Show HN: JavaScript Namespaces via a babel plugin - antjanus
https://github.com/AntJanus/babel-plugin-namespaces
======
hex13
Interesting.

I have also seen other solutions which address this problem:

1\. [https://github.com/facebook/fbjs](https://github.com/facebook/fbjs)
library that Facebook uses in React: you have @providesModule annotations in
modules, and you can write e.g. require('myModule') even if myModule.js is
somewhere deep in directory hierarchy.

2\. webpack configuration (e.g. you can write own loader to be able to make:
require('somethingWeird'), or probably use resolve like in this article:
[https://medium.com/@ericclemmons/dogfooding-your-open-
source...](https://medium.com/@ericclemmons/dogfooding-your-open-source-
projects-9e6dc1e7d1c8#.3cl7ayf27)

I mean, I don't want to underestimate your project by writing that something
similar existed. Quite the opposite. I think that you made library for solving
important problem (resolving dependencies in nice manageable way). I am just
agnostic about which solution is the best.

Although I hope that in future one solution will prevail (maybe yours, maybe
webpack based, maybe @providesModule, or maybe this kind of functionality
should belong to JavaScript language itself? Maybe ES8 or ES9 will have
something like this?).

Because dependency management is too important for allowing to further
fragmentation :)

Set problem a:
Extract every line of the entries that contains the string "cloud", treating case as significant.
The entries have no connection to the Babel namespaces thread.

Entries provided:
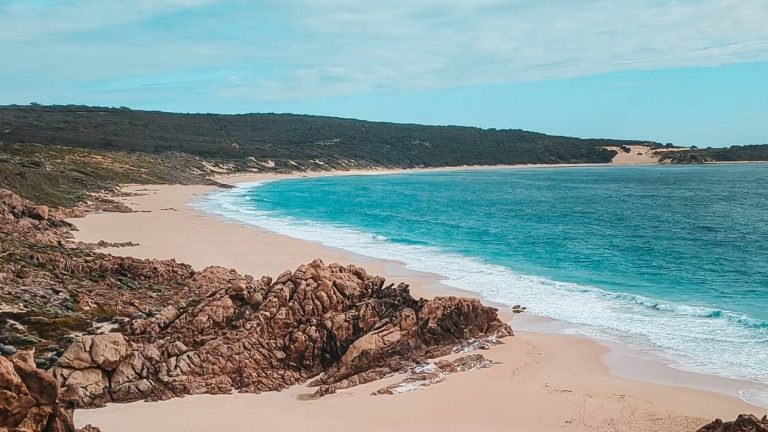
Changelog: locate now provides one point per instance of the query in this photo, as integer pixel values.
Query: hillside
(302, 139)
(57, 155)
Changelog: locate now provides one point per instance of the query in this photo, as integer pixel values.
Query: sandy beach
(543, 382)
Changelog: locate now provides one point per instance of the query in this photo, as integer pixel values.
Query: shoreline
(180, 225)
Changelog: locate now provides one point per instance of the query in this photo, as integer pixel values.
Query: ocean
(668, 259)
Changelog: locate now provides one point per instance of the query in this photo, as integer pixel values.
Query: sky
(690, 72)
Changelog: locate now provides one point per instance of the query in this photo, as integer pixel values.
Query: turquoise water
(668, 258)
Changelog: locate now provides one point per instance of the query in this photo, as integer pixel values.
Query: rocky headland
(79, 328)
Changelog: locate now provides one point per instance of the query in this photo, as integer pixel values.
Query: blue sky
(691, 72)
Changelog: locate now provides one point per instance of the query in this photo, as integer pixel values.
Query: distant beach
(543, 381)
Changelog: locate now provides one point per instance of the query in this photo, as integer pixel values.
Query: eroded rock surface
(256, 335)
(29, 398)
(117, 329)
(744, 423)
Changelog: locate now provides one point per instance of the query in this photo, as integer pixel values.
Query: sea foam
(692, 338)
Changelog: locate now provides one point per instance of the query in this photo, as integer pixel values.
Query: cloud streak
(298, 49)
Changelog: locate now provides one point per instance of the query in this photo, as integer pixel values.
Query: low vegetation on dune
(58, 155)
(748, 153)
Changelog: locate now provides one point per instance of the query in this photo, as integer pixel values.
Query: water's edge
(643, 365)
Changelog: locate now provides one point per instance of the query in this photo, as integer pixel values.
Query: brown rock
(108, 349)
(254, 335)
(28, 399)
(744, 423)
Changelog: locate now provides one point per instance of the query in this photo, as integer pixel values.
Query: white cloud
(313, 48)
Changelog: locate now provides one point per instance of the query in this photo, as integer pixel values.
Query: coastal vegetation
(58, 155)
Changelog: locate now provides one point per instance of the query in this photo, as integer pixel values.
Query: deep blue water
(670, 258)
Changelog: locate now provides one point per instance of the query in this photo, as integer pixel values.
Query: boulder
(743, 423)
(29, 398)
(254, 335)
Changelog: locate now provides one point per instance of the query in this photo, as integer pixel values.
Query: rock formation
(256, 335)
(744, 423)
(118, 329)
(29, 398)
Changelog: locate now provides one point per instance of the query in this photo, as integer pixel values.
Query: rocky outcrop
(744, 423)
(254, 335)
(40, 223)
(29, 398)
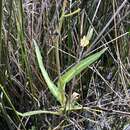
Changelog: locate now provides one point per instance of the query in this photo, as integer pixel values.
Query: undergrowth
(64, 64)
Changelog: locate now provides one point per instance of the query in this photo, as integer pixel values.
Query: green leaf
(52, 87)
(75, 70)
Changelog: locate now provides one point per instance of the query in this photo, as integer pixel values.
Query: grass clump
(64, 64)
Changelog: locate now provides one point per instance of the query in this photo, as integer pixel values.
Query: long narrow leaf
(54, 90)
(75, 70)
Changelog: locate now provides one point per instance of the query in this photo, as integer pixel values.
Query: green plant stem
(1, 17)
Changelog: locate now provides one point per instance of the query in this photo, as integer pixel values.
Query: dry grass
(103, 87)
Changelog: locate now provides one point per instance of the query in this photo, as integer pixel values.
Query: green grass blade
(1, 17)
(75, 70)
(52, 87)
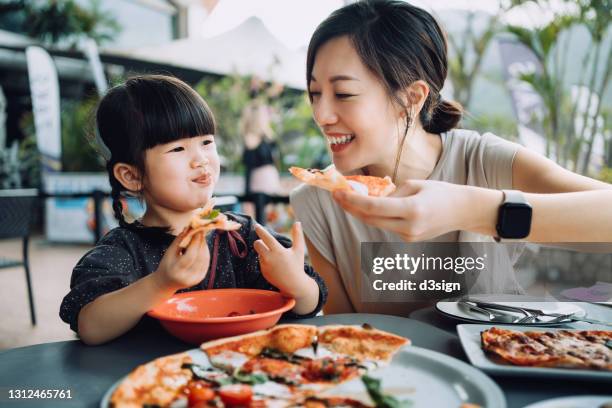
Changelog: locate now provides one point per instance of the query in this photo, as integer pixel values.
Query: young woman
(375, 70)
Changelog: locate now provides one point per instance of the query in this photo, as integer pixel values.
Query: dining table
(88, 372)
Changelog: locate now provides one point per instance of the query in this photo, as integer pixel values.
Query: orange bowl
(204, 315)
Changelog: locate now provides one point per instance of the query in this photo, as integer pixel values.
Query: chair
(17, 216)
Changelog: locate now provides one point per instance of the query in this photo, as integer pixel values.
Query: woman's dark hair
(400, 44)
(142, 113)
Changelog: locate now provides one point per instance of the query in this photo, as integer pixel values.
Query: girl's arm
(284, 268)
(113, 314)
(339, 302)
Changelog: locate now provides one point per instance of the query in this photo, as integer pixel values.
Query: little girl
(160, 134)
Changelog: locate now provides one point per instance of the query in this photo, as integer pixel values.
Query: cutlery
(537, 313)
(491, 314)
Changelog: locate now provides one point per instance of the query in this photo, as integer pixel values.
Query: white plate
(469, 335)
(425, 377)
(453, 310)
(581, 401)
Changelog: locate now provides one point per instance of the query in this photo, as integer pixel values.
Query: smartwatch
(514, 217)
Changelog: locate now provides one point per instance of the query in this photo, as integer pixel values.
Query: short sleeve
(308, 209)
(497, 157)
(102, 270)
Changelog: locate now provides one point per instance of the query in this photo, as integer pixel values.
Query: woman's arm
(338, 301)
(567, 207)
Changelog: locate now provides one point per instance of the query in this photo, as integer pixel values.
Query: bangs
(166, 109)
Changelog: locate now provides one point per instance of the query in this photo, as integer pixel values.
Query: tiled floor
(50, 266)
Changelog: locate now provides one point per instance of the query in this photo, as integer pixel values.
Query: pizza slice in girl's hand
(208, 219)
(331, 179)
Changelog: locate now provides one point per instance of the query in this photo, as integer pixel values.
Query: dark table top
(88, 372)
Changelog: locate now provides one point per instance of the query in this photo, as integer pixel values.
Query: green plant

---

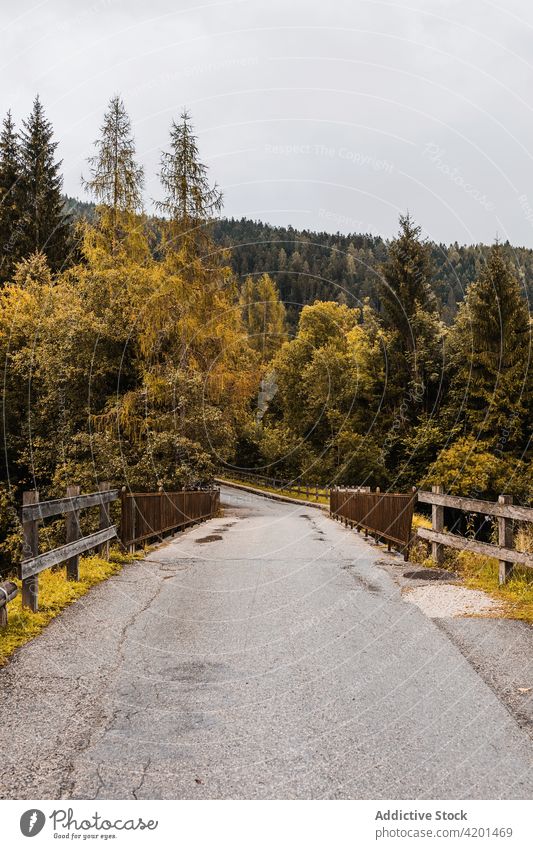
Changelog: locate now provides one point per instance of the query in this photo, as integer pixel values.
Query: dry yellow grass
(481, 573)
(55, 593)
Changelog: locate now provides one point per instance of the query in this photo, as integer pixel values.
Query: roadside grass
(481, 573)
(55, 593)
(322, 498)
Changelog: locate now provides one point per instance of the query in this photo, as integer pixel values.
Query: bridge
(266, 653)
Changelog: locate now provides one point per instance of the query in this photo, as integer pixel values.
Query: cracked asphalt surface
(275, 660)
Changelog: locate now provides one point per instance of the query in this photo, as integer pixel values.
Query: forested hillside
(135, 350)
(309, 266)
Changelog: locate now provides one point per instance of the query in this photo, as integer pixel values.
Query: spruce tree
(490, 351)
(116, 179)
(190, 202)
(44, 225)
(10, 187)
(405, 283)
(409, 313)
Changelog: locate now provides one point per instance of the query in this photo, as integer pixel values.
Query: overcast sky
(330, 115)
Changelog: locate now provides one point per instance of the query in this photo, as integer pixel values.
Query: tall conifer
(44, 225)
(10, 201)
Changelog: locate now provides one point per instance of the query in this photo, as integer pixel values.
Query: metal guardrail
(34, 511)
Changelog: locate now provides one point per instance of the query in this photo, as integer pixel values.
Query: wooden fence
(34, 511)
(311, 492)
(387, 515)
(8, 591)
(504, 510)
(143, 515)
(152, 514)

==

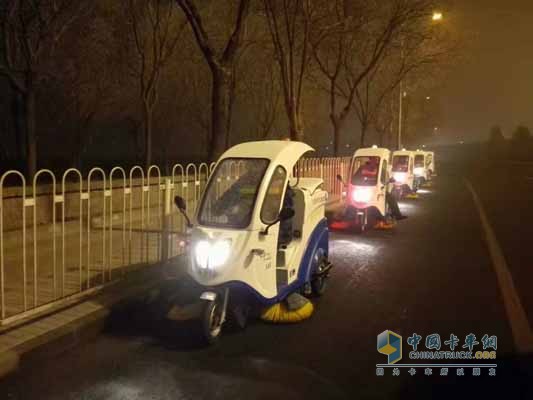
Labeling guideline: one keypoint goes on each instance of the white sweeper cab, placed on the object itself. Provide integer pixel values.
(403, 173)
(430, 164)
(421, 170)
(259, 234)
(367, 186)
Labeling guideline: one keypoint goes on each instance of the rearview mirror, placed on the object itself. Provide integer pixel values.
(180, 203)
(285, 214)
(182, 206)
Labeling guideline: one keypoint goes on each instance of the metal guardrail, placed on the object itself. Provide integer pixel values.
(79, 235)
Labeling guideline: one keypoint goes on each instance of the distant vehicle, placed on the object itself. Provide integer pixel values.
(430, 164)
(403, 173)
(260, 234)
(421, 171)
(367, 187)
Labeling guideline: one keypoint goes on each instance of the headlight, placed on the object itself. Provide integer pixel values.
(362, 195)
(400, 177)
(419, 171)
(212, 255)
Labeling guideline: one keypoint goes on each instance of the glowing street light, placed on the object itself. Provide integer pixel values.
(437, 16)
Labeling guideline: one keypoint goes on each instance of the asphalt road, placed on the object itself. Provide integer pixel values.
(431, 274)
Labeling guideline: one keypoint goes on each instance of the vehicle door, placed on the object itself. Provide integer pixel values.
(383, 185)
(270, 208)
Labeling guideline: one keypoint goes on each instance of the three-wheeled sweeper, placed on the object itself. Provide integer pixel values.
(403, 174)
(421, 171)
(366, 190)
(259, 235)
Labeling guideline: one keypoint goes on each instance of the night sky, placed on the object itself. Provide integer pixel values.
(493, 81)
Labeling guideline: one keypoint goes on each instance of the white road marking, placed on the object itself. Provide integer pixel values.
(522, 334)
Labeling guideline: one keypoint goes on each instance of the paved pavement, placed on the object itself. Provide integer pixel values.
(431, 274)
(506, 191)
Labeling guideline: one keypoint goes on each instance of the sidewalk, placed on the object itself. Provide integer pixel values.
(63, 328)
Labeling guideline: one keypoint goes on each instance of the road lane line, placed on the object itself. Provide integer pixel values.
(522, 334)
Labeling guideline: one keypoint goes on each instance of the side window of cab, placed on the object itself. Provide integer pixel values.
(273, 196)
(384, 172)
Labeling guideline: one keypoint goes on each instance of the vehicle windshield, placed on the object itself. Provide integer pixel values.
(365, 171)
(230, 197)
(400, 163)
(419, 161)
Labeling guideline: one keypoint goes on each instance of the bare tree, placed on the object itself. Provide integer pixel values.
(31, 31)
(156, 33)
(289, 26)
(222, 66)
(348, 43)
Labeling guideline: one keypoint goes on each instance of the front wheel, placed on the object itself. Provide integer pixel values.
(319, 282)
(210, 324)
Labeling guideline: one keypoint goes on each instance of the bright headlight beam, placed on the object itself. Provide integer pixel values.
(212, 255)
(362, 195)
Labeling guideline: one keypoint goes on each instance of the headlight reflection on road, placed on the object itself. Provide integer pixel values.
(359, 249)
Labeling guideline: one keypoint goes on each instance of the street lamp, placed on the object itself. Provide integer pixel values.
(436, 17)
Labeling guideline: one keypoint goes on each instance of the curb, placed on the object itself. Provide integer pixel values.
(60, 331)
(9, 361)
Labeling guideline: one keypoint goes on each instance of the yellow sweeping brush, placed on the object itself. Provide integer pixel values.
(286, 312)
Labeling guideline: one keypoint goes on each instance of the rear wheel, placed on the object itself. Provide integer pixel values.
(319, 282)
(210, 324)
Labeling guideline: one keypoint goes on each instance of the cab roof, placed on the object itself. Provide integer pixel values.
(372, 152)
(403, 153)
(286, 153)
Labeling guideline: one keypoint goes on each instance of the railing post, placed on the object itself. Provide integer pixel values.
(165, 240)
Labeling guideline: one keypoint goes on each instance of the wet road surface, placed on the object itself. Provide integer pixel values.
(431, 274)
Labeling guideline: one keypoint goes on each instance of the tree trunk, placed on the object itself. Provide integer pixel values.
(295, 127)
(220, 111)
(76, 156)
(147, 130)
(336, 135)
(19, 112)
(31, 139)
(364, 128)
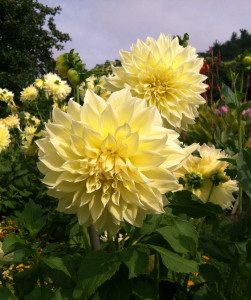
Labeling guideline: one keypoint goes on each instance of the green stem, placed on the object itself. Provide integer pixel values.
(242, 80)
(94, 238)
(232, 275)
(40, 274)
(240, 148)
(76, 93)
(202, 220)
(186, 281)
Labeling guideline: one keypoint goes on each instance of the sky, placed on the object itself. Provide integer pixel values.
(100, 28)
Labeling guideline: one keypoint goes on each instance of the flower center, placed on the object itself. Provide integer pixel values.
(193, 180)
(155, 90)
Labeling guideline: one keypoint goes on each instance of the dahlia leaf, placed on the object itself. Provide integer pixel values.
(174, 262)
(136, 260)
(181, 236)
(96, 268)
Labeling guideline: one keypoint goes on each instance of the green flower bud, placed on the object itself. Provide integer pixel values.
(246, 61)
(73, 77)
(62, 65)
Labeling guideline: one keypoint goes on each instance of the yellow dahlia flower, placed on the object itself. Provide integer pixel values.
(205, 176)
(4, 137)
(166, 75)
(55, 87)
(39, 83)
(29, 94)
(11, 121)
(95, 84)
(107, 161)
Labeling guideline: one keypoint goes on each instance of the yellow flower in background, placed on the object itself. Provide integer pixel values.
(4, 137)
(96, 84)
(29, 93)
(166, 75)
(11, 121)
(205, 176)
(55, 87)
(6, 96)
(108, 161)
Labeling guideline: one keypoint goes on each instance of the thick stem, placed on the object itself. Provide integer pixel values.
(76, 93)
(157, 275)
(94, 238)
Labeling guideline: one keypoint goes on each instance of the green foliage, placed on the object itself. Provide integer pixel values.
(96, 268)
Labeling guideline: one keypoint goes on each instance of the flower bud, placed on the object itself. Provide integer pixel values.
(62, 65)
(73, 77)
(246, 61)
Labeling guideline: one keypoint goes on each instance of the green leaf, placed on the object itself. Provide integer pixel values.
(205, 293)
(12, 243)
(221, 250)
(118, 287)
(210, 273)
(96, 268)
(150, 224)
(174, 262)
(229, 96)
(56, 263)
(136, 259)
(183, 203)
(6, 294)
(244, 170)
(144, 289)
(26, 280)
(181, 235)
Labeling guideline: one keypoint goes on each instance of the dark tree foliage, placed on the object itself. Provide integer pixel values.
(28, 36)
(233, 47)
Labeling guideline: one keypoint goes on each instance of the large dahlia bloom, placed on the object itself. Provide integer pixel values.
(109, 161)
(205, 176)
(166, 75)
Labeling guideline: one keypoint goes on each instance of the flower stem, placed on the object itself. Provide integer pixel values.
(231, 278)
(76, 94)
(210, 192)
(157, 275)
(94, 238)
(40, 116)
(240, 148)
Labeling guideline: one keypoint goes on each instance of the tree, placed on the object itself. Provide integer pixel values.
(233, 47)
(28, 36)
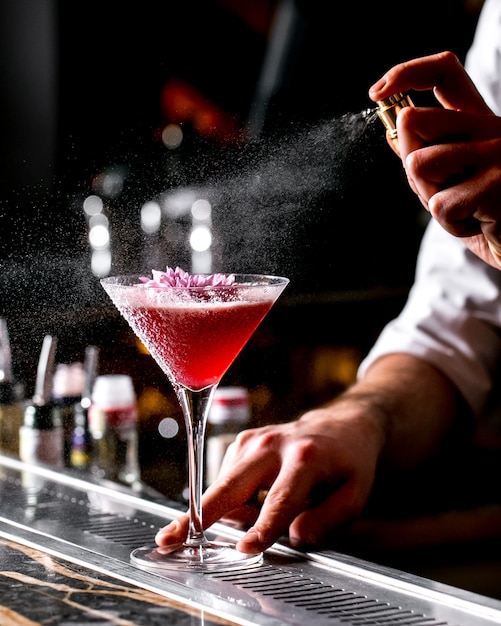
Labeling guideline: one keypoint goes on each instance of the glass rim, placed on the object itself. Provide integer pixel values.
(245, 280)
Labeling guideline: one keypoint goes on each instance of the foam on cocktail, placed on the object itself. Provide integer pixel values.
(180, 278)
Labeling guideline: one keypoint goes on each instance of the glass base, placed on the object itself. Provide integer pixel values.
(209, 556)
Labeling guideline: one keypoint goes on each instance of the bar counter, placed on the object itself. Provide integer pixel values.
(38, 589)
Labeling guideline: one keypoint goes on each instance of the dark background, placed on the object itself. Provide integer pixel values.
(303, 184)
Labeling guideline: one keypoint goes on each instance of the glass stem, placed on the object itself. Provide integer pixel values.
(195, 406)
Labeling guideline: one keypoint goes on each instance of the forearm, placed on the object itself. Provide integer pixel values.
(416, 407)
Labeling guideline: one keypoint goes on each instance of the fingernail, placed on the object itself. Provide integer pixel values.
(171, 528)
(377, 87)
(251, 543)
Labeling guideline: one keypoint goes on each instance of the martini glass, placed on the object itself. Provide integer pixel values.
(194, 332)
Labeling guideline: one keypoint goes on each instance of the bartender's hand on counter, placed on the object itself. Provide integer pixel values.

Set problem b:
Rewrite the Babel namespaces thread starting with "Although I hope" and going on through "fragmentation :)", switching "dependency management" to "module resolution".

Exercise answer a:
Query: cloud streak
Query: white cloud

Exercise answer b:
Although I hope that in future one solution will prevail (maybe yours, maybe
webpack based, maybe @providesModule, or maybe this kind of functionality
should belong to JavaScript language itself? Maybe ES8 or ES9 will have
something like this?).

Because module resolution is too important for allowing to further
fragmentation :)